[The task] The finished copy must match the records exactly, except that it contains no pictures.

[Saved entries]

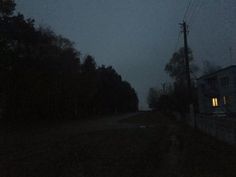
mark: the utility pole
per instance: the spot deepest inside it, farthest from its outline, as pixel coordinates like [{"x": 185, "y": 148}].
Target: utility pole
[
  {"x": 187, "y": 70},
  {"x": 188, "y": 78}
]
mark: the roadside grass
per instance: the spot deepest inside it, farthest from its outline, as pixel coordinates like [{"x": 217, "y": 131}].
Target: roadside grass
[
  {"x": 118, "y": 153},
  {"x": 134, "y": 152},
  {"x": 206, "y": 156}
]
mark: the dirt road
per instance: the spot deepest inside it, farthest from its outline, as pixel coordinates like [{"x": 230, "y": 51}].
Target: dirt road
[{"x": 140, "y": 145}]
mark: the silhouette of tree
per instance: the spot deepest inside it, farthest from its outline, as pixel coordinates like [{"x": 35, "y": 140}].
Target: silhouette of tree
[
  {"x": 7, "y": 7},
  {"x": 44, "y": 78}
]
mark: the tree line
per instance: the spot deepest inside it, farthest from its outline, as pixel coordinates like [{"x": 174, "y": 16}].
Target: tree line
[
  {"x": 174, "y": 96},
  {"x": 43, "y": 76}
]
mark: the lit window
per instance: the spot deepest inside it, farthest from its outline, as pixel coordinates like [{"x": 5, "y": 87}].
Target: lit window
[
  {"x": 215, "y": 102},
  {"x": 226, "y": 100}
]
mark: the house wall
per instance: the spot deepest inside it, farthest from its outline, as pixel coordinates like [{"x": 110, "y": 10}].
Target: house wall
[{"x": 228, "y": 90}]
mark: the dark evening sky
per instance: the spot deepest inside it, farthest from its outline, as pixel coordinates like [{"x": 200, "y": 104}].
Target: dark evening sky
[{"x": 138, "y": 37}]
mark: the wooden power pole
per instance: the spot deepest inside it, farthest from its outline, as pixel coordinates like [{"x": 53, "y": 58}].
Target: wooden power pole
[{"x": 187, "y": 70}]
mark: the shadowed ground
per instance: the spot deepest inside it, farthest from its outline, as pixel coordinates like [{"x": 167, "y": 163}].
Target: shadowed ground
[{"x": 145, "y": 144}]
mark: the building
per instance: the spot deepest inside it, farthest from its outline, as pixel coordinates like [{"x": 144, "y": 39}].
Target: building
[{"x": 217, "y": 91}]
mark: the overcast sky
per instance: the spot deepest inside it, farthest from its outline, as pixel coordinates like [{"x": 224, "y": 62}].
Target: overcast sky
[{"x": 138, "y": 37}]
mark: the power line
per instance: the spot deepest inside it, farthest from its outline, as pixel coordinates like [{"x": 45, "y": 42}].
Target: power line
[
  {"x": 195, "y": 12},
  {"x": 189, "y": 4},
  {"x": 177, "y": 42}
]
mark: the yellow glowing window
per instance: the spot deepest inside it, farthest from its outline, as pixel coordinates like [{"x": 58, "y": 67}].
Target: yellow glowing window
[
  {"x": 214, "y": 102},
  {"x": 225, "y": 99}
]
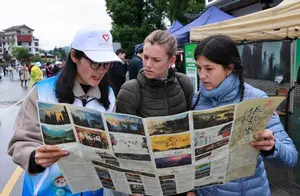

[Reply to the exercise]
mark: the utility pole
per instance: the spot deepest inside it, farthest from its outline, as pixel coordinates like [{"x": 185, "y": 148}].
Target: utility pole
[
  {"x": 187, "y": 70},
  {"x": 188, "y": 78}
]
mark: the roadside grass
per instance: the spot deepest inside it, farthest from its outline, as pixel coordinates like [{"x": 217, "y": 131}].
Target: roadside grass
[
  {"x": 118, "y": 153},
  {"x": 134, "y": 152},
  {"x": 206, "y": 156}
]
mark: the dirt road
per instance: the spot deepest inside it, farthest from its outline, as pixel coordinates like [{"x": 230, "y": 51}].
Target: dirt road
[{"x": 140, "y": 145}]
mark: the silhouette of tree
per instance: the spot deepest inside it, farthest from its outline, as pixel coordinates like [{"x": 35, "y": 140}].
Target: silhouette of tree
[
  {"x": 7, "y": 7},
  {"x": 44, "y": 78}
]
mark: the tree line
per instance: the spot deepest inside it, farthest from its outline, as pixel coordinates like [{"x": 174, "y": 16}].
Target: tree line
[
  {"x": 174, "y": 96},
  {"x": 43, "y": 76}
]
mark: the lit window
per instance: the spot deepest inside it, farthest from its outline, as pixel coordinates like [{"x": 5, "y": 87}].
Target: lit window
[
  {"x": 215, "y": 102},
  {"x": 226, "y": 100}
]
mark: the house wall
per instance: the spot deepest inside it, farthest from its outline, as pixel coordinates like [{"x": 110, "y": 10}].
Target: house wall
[{"x": 228, "y": 90}]
mark: the dark evening sky
per instance: the spot deepest inside it, farthest from its outline, as pixel coordinates like [{"x": 200, "y": 104}].
Target: dark evening sky
[{"x": 138, "y": 37}]
mark: the wooden power pole
per instance: the spot deepest inside it, farthest from its outline, as pixel coordinates like [{"x": 53, "y": 58}].
Target: wooden power pole
[{"x": 187, "y": 70}]
mark: the shadowed ground
per instance: the spot deepest inside it, farthest from its outline, as pixel coordinates like [{"x": 167, "y": 163}].
Target: shadowed ground
[{"x": 145, "y": 144}]
mark: the building
per instance: the spot deepest inside it, farthest from its outline, as pixel coordinates like [{"x": 144, "y": 39}].
Target: building
[{"x": 217, "y": 91}]
mark: the overcast sky
per instance: the spot deepest inside it, farthest from its outline, as pixel coordinates like [{"x": 224, "y": 62}].
Target: overcast sky
[{"x": 138, "y": 37}]
mark: the power line
per instance: the spot deepest inside it, farthest from its outline, as pixel coordinates like [{"x": 45, "y": 42}].
Target: power line
[
  {"x": 195, "y": 12},
  {"x": 189, "y": 4},
  {"x": 177, "y": 42}
]
mark: the yellow glowing window
per instance: the spot deepest inside it, farthest from its outline, as pixel coordinates like [{"x": 58, "y": 67}].
Target: yellow glowing window
[
  {"x": 214, "y": 102},
  {"x": 225, "y": 99}
]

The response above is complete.